_Aim of the exercise_: When you copy the material below, keep every line exact and leave each picture out.

==== Material supplied ====

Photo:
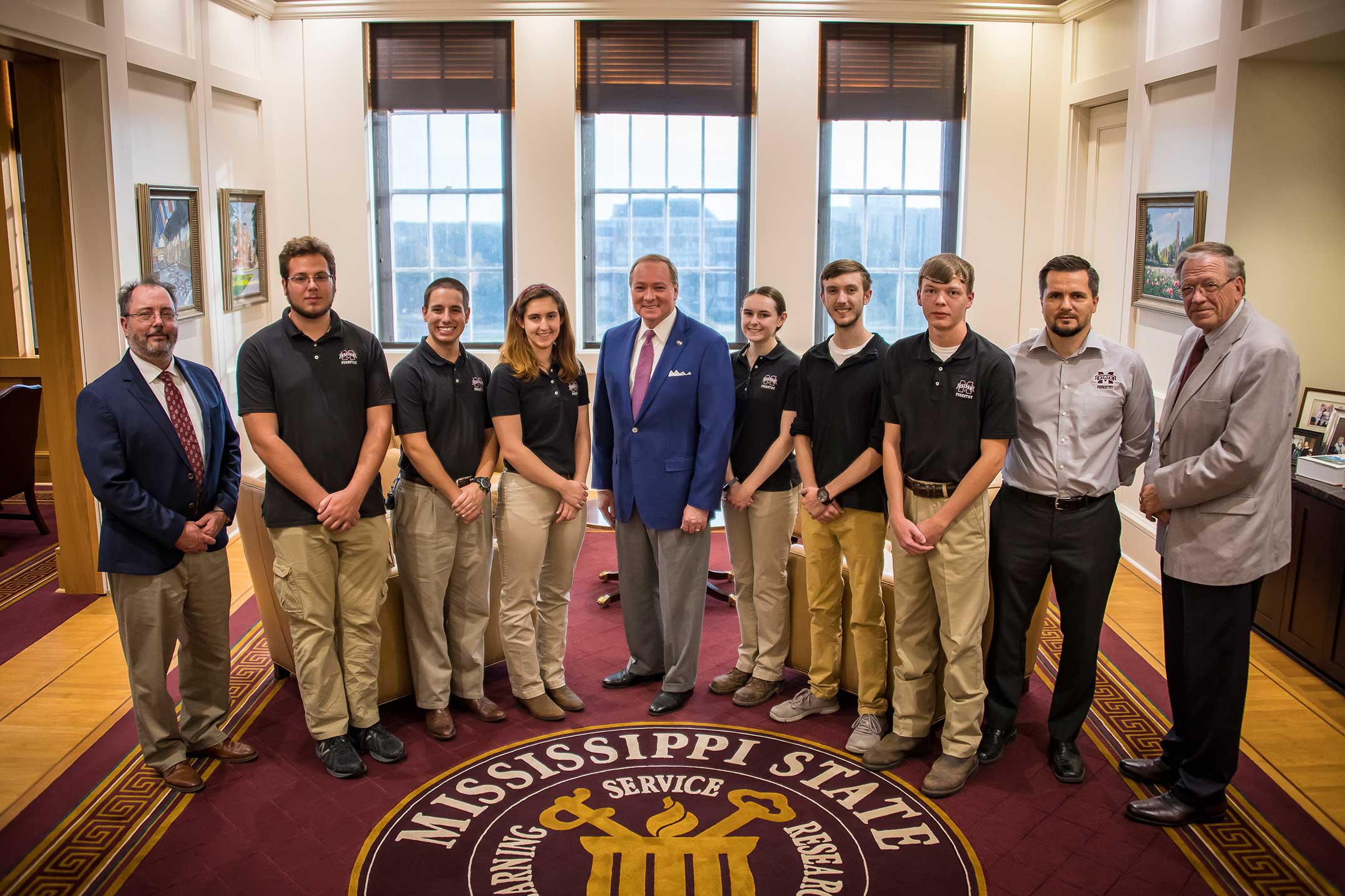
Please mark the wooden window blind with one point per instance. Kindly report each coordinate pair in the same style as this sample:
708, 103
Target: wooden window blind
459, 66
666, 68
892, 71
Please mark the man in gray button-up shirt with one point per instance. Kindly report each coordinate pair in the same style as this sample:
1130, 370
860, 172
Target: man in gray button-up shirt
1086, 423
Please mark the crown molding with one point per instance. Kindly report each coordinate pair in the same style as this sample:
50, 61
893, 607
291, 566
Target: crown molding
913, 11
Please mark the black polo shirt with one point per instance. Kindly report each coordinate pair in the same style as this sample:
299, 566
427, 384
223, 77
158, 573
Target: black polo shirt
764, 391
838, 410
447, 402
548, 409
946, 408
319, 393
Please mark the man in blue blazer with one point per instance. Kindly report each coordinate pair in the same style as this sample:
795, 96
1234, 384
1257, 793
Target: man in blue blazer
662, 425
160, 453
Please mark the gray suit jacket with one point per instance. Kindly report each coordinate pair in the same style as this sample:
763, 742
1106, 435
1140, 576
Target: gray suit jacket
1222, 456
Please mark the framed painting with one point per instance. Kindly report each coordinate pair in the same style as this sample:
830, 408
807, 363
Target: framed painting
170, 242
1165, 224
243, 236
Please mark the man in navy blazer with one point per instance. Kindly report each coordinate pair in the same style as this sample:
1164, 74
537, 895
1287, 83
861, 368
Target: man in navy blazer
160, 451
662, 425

====

_Response to the task_:
Photo:
Please mark the wooden window blind with one point per instance. Kindly report each coordinate pair in the same style as this sample:
708, 103
Target: wooden window blind
459, 66
666, 68
892, 71
Please mark the man in gray button-up shirt with one point per instance. Kindly report each coordinate pair in the same style as this sample:
1130, 370
860, 172
Target: man in gray button-up shirt
1086, 423
Please mark the crown molding with one point per instance. Kindly report each coordinate pair in the same style as this sample:
50, 61
893, 607
291, 566
Target: crown molding
913, 11
Please mark the black polo shirt with one point per instance. Kindly report each coordinate pair in the same style as this sample:
299, 566
427, 384
223, 77
158, 573
Target: black polo shirt
764, 391
838, 410
447, 402
548, 409
946, 408
319, 393
Please mark the man in blue blazer with one point per instance. Kindly report each coordinate pair in the same style as this sample:
795, 96
1234, 384
1257, 793
Target: man in blue blazer
662, 425
160, 453
Please mark the gray suit jacket with one point per instance. Kindly report each coordinate pair in the same style as this sample:
763, 742
1106, 435
1140, 576
Target: gray suit jacket
1222, 456
Please mark the framed painting with one point per instance. Kindly report each coordinate pair in the same style as this sample:
830, 408
807, 363
Target: framed painting
170, 242
1165, 224
243, 236
Please mark the man in navy blazer with one point per instance. Kindly report each coordinate pair in the same style as this sample:
1164, 74
537, 895
1287, 83
861, 368
Target: man in navy blazer
160, 451
662, 425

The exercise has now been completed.